Your rant against bohemond and calling him a criminal, and then telling him he “best change his name”, sounds like a threat to me. Someone here is losing his grip on reality.
I beg to differ with “the threat.” The subsequent comment after “bohemond’s” was from a commenter who typed “spoken like a real man.” That kind of observation is not typically ascribed to a man who merely wanted to “talk” to someone. Therefore, to those who saw that comment, it was understood that what “bohemond” meant was doing something physical. It is not up to “the threat” to judge what or what doesn’t “rise to criminal threat level.” “Bohemond’s” comment was out-of-line at the least (which has no room in a Catholic site like this) and so some sort of apology and denunciation of violence is advisable. At the worst, the comment indicated the state of “bohemond’s” mind which is to inflict violence. It was a wrong comment. “Bohemond” should correct it.
jon at 9:56 Yes to all the above.
“Yes” to what?
That the commenter who replied made it look worse than it was. Both comments were out of line especially for Catholics. He could apologize and denounce violence but he won’t without some kind of divine intervention.
There are laws over what can be criminally charged as a threat on the Internet. bohemond’s comment did not rise to that level. There was no real threat of physical violence. He did not threaten violence to a priest.
It could be taken that way, I agree. He really just said that he missed his opportunity. He did not say that he was going to target that priest.

Stored data entries
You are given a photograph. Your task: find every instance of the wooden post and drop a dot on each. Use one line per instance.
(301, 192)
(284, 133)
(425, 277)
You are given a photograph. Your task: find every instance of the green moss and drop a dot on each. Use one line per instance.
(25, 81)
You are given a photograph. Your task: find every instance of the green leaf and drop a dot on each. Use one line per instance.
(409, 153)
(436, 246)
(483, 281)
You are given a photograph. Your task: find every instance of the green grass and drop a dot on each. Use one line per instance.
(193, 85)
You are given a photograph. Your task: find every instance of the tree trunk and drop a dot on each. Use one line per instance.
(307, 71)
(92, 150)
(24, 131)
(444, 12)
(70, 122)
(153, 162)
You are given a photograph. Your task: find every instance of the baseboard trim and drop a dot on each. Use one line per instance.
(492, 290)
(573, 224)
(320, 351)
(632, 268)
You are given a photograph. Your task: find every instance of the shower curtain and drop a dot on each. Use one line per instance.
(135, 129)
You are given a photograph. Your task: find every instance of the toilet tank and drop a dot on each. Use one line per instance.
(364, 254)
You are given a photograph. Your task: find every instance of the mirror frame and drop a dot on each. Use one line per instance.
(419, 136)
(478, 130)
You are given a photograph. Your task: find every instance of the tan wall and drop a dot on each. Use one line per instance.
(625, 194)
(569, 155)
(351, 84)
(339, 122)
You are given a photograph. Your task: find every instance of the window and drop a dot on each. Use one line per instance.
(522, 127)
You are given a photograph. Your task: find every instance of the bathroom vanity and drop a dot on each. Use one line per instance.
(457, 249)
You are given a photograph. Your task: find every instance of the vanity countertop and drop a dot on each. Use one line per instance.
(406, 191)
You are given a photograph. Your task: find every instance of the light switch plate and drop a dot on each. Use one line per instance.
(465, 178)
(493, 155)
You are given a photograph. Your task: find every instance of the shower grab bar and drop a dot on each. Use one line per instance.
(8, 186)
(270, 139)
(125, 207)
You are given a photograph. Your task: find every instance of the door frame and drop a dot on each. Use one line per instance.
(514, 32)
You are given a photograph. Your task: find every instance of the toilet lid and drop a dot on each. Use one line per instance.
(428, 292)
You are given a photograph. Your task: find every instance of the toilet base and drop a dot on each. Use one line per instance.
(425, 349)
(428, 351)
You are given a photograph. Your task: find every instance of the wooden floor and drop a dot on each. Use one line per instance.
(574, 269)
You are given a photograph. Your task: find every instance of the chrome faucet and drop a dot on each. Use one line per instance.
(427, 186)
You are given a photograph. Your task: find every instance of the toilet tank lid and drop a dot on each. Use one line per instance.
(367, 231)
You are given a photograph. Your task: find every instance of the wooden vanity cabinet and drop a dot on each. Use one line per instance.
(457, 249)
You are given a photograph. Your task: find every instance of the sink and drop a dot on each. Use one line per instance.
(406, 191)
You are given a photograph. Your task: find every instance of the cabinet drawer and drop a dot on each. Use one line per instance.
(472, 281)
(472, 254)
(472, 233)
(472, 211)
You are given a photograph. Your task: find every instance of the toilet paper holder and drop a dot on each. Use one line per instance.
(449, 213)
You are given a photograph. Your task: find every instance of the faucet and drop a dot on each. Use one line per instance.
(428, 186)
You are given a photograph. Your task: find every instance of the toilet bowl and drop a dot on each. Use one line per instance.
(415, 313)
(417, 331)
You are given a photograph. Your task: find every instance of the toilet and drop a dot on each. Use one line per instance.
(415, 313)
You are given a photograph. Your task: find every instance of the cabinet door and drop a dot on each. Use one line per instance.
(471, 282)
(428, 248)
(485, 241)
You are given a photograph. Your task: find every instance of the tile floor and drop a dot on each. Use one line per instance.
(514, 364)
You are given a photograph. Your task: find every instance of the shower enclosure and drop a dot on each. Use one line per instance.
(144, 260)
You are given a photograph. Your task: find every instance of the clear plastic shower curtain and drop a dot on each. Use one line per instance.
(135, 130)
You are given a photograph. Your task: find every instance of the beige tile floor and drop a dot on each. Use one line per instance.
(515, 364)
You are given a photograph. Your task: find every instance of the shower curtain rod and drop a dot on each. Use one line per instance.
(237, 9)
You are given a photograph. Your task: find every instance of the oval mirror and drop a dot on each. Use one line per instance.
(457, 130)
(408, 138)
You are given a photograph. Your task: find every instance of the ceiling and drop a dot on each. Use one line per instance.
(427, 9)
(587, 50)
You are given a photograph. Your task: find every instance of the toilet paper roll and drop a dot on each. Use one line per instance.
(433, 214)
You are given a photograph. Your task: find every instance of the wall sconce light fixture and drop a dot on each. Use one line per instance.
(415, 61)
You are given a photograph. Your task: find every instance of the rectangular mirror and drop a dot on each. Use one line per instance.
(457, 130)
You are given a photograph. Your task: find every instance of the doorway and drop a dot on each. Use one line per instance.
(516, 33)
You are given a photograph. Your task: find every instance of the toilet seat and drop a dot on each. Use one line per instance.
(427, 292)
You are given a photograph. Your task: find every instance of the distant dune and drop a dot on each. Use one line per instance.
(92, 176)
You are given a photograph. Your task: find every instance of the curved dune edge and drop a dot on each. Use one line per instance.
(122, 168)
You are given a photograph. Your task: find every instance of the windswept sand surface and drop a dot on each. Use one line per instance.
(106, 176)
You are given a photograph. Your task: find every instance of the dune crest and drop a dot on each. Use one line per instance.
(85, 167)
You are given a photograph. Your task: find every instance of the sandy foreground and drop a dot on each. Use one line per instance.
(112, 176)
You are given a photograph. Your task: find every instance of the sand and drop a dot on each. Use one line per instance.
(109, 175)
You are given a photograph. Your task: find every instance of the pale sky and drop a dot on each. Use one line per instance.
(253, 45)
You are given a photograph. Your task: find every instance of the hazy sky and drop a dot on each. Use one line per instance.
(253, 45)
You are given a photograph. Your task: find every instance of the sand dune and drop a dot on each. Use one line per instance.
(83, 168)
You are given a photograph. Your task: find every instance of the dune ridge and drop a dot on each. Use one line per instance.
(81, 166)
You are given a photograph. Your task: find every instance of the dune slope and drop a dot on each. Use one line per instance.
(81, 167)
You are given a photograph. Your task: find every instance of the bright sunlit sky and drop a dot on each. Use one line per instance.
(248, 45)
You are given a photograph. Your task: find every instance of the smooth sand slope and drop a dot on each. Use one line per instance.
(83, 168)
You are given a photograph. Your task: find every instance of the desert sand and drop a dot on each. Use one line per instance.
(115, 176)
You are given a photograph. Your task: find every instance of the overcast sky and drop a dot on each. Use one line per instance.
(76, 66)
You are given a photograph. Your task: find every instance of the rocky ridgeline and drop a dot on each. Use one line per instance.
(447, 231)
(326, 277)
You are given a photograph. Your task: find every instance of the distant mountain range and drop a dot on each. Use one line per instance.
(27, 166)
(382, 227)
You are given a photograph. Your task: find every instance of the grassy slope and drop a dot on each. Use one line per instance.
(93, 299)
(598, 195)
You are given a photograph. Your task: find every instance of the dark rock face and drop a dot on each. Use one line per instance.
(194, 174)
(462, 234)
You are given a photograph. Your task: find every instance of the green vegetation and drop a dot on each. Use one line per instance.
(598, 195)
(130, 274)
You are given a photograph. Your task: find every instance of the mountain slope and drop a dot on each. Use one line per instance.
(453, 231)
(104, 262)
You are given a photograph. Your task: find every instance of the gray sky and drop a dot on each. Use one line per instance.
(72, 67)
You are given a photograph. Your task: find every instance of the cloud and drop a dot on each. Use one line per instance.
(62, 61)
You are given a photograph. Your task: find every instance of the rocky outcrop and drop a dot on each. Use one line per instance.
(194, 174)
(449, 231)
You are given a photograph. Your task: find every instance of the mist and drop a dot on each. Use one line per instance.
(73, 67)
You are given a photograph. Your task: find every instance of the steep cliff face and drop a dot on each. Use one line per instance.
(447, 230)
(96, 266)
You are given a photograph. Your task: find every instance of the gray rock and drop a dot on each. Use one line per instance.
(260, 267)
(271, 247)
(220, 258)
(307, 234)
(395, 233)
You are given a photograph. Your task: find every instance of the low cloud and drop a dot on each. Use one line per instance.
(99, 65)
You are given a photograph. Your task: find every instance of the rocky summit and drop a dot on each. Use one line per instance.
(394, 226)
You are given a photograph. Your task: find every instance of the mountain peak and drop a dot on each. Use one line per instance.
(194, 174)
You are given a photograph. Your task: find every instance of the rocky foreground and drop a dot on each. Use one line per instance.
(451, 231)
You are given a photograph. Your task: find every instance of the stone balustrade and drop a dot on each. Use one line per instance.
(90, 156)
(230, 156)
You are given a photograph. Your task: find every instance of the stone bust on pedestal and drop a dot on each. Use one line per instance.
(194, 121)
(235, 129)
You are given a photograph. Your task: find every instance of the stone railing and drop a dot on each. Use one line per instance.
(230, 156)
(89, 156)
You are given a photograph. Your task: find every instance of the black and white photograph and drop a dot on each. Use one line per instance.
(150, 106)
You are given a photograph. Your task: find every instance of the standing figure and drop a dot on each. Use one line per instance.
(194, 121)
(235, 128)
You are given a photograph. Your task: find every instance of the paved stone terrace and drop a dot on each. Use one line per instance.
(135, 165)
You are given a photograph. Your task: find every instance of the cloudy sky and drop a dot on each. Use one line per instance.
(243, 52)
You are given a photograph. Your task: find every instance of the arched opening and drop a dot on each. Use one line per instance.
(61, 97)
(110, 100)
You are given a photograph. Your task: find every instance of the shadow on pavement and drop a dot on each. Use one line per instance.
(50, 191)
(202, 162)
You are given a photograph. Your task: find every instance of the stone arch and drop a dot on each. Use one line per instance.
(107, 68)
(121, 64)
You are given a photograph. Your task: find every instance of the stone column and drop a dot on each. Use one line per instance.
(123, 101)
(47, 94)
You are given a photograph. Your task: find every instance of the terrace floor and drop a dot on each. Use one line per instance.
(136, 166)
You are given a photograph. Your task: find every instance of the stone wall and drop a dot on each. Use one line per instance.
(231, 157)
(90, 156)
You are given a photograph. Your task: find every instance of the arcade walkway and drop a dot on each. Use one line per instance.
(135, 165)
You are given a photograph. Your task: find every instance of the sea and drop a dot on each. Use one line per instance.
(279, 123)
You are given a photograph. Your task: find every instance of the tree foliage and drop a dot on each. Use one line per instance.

*Task requirements*
Quote the comment exchange about bohemond's remark in full, word for word.

*Solution for this problem*
Your rant against bohemond and calling him a criminal, and then telling him he “best change his name”, sounds like a threat to me. Someone here is losing his grip on reality.
I beg to differ with “the threat.” The subsequent comment after “bohemond’s” was from a commenter who typed “spoken like a real man.” That kind of observation is not typically ascribed to a man who merely wanted to “talk” to someone. Therefore, to those who saw that comment, it was understood that what “bohemond” meant was doing something physical. It is not up to “the threat” to judge what or what doesn’t “rise to criminal threat level.” “Bohemond’s” comment was out-of-line at the least (which has no room in a Catholic site like this) and so some sort of apology and denunciation of violence is advisable. At the worst, the comment indicated the state of “bohemond’s” mind which is to inflict violence. It was a wrong comment. “Bohemond” should correct it.
jon at 9:56 Yes to all the above.
“Yes” to what?
That the commenter who replied made it look worse than it was. Both comments were out of line especially for Catholics. He could apologize and denounce violence but he won’t without some kind of divine intervention.
There are laws over what can be criminally charged as a threat on the Internet. bohemond’s comment did not rise to that level. There was no real threat of physical violence. He did not threaten violence to a priest.
It could be taken that way, I agree. He really just said that he missed his opportunity. He did not say that he was going to target that priest.